====== GIVEN INFORMATION

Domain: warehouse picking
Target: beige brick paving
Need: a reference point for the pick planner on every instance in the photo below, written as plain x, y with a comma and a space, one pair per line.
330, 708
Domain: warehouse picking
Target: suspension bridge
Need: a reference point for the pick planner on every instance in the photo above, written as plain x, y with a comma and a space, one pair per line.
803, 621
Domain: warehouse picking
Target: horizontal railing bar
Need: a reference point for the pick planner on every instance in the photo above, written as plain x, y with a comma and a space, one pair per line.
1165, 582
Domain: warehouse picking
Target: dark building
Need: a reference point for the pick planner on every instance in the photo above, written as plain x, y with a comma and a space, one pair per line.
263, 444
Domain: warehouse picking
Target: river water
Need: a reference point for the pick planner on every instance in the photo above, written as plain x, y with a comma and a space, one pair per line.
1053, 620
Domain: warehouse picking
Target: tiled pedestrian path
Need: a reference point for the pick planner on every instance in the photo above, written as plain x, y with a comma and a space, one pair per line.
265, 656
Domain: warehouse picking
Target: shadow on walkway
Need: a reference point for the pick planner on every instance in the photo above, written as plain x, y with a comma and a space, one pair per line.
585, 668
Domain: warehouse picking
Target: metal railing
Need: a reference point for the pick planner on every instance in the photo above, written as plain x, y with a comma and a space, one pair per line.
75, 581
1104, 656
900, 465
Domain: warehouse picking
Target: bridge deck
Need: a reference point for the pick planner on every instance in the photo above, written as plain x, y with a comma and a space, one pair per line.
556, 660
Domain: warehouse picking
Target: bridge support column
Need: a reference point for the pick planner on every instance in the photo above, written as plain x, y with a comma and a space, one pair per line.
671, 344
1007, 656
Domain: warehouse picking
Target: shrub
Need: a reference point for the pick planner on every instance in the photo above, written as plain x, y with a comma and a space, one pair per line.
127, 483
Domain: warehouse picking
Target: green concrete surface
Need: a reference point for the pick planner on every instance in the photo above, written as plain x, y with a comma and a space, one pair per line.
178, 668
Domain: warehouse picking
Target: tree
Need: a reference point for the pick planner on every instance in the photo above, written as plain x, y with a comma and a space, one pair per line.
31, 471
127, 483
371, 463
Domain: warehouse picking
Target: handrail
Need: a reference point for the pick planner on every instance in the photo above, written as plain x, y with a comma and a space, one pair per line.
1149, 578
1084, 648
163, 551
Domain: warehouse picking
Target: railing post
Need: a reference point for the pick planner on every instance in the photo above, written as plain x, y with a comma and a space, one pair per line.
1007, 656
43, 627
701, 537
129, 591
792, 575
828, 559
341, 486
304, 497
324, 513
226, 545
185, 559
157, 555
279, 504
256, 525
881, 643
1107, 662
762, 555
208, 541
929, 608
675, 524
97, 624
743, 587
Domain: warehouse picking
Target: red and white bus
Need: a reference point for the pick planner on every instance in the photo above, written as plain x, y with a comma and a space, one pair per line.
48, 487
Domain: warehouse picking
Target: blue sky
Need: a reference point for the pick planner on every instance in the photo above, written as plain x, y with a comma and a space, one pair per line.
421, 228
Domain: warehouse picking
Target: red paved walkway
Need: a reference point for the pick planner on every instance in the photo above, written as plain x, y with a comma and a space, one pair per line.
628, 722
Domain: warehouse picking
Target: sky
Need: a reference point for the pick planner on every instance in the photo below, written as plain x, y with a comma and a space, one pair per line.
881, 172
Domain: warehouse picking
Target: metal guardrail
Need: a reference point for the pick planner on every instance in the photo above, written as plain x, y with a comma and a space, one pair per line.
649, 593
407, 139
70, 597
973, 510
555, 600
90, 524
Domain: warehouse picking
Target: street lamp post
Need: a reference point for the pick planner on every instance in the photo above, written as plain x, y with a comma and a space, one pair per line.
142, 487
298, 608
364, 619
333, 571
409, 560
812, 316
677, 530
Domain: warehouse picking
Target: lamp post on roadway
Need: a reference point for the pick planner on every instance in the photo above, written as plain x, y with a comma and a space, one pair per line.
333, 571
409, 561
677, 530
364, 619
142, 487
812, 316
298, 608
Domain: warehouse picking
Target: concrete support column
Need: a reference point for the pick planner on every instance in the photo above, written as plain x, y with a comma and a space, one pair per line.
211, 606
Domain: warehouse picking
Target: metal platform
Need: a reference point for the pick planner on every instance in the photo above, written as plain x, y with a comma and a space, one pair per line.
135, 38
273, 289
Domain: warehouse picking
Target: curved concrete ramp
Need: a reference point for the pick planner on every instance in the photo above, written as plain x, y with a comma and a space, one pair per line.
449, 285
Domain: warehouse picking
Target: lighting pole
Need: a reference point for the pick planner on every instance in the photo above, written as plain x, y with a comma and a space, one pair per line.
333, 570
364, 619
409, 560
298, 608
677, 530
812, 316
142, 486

============

EXERCISE DIRECTIONS —
Print all of the entries exactly as they appear.

SOLUTION TO THIS TASK —
Domain: warehouse picking
Target: beige brick paving
Need: a reference point for the pick planner on every instance in the photo below, written as plain x, y with a comma and a space, one pair per line.
330, 708
Domain: warehouse picking
Target: suspension bridge
Need: a reference point for the pick planner on every instance in the photo above, written as plain x, y with a comma and a space, one pair per line.
803, 621
Domain: warehouse picking
Target: horizontal railing bar
Need: a reference point for the pick planner on every instance in the photo above, written as plain x, y with a comma and a space, one pair per line.
1165, 582
Domain: warehouse picking
Target: dark building
Need: a reference point for the pick planner on every instance in the photo above, written as plain x, y with a comma and a space, one pair per line.
263, 444
Domain: warehouse picking
Target: river water
Need: a reference point for the pick planner on every instance in the photo above, written as plain x, y with a comma and a space, one pair per line.
1053, 620
Domain: warehouse picking
Target: tiled pedestrian path
Need: a reference point for the pick planner on every instance in the photo above, written as plain x, y with a comma and a space, one pair per line.
265, 656
Domain: warehouse picking
Target: shadow on walkway
Need: a reference point for the pick planner on every instance in the photo above, written as plain x, y with a comma and a space, one pair per line.
585, 668
Domain: warehouse picking
Target: metal railing
Need: a reference point for the pick planner on every instance in the photo above, written as plain x, y with a comma and a space, one pair per line.
75, 581
1104, 656
900, 465
Domain: warehouse picking
Target: bridge deck
Need: a reference point for the pick planner on every instance in the photo above, written as plain x, y with a comma and a space, one pair per line.
556, 660
Domain: warehouse picking
Target: bridge support column
Need: a reference point for the pick planner on every instance in the photo above, written as plain x, y with a comma and a space, one pair per line.
671, 344
1007, 656
Domain: warehouse picking
Target: shrub
Need: a reference point for the pick planner on every instance in the photo above, written as plain x, y with a comma and a space, one pair per line.
127, 483
Domain: warehouse picking
Target: green concrete surface
Need: a reference point for the pick planner on every instance in the photo above, written as plain x, y with a comma and a space, one pair per line.
178, 668
Domain: warehouse picking
Target: tree
Need: a reference point for the pick planner on every instance in the photo above, written as plain x, y with a comma and a space, one pair per line.
31, 471
127, 483
371, 463
Domain: warehouse picking
Target: handrail
Need: a reference point for the pick planner on every instance in the photo above, written as plain x, y with a comma and a space, one pair per line.
1149, 578
1084, 648
163, 551
Domain: warehouse picking
Target: railing post
Need: a reference point for the pick planner on every instance in the photo above, written as plain x, y with a comma and a space, one pair per line.
1007, 656
43, 627
701, 537
129, 591
792, 575
828, 559
341, 486
304, 497
324, 513
226, 545
185, 559
157, 555
279, 504
256, 525
881, 643
1107, 662
762, 555
208, 541
929, 608
675, 524
97, 624
743, 587
Domain: warehouse picking
Target: red and white bus
Need: a reference point for the pick planner on every instance in the photo above, written as plain x, y with a comma and a space, one pair per line.
48, 487
Domain: warehouse picking
Target: blue sky
Need: a reference point for the pick planner on every instance in the photo above, written as plain x, y with a comma and a space, one pair per line.
421, 228
Domain: warehouse picking
Target: red paved walkway
Need: a reference point for the pick planner on every instance in the photo above, written as plain x, y with a comma and a space, one pair per line.
628, 722
Domain: warehouse picking
Target: sky
Need: a reference point for the pick planner on every instance in the photo below, written as plain x, y with a comma and a space, one pair per line.
881, 172
Domain: warehouse picking
Target: metal guardrail
Need: a reference point for the pick planner on every instance in the photo above, written as plain x, y with a comma and a space, one pair per line.
649, 593
407, 139
70, 597
973, 510
555, 600
90, 524
Domain: warehouse picking
Target: street lamp post
Need: a reference point for the pick planner on every instance in the photo above, written as plain x, y with a comma and a space, one pair per line.
142, 487
298, 608
364, 619
333, 571
409, 560
812, 316
677, 530
Domain: warehouse picking
Target: lamp post on roadway
Need: a reference point for the pick planner on every instance in the photo above, written as plain x, y with a comma and a space, one pair per line.
333, 571
409, 561
677, 530
364, 619
142, 487
812, 316
298, 608
Domain: warehouse picking
Target: concrete support column
Need: a reference point for the pick planner on every instance in the photo above, written as plain x, y with a comma and a space, one pair per line.
211, 606
Domain: warehouse picking
Target: metal platform
Need: a reference point for the pick planner on every instance in the photo above, written as plain x, y with a comma and a space, one pair per line.
135, 38
273, 289
Domain: warehouse picking
Target: curved concrete ramp
Need: a reference point for the pick planner on every instance in the photo above, written as plain x, y with a comma and a space, one pair per line.
449, 285
Domain: warehouse picking
Target: lighting pole
Need: a reference point for the pick planner on every instance in the photo above, written as plain x, y with a comma and a space, one pair per line.
333, 570
364, 619
409, 560
298, 608
677, 530
812, 316
142, 486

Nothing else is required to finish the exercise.